RoadID has long made various fitness trackers and ID systems which help you monitor and map your rides. But their app has an interesting new feature called "eCrumb," which allows you to share your progress with your friends and family—or contact them in an emergency.
Using the app you simply pass along a link via email or text to the contacts of your choice and anyone can see where you're riding, visualized on a map in real time. You can also include different bits of information like what activity you're doing and how long you plan to be out there.
The obvious application for this feature is to help someone meet up with you midway through a ride, for example. But the eCrumb function also touts itself as a way to alert your loved ones if you get lost or have an emergency. A "stationary alert" can notify anyone watching if you haven't been moving for five minutes, and if anyone needs to find you, your last known location will remain on the map like a homing beacon.
You can also customize your lock screen through the app, which will provide information like your name, emergency contacts, and medical data like allergies and blood type, should you need assistance.

_ _ _

→ DESCRIPTION OF THE TASK
In the eCrumb piece, why does the app include a stationary alert? Answer in one to three sentences. The material after this point comes from a different source.

_ _ _

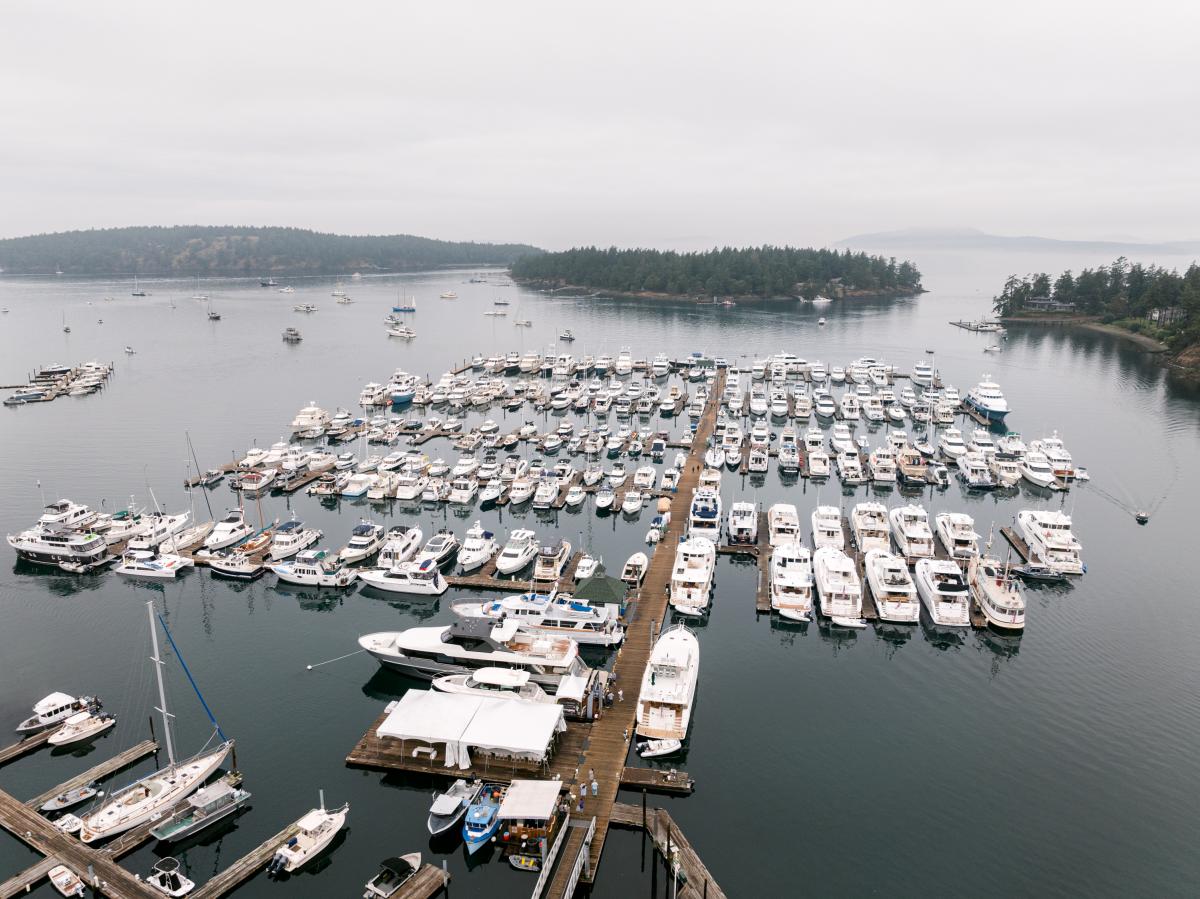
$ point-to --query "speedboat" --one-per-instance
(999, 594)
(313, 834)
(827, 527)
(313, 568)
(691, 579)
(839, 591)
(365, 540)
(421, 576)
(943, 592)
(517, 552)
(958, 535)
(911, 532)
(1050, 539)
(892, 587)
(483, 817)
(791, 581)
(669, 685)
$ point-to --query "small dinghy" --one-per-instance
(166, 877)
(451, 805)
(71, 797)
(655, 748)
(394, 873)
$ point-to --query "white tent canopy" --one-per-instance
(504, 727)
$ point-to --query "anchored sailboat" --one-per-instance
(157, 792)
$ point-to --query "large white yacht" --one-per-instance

_ _ _

→ EXPECTED ANSWER
The eCrumb function is presented as a way to alert loved ones if you get lost or have an emergency. The stationary alert notifies anyone watching if you haven't moved for five minutes, and your last known location stays on the map so they can find you.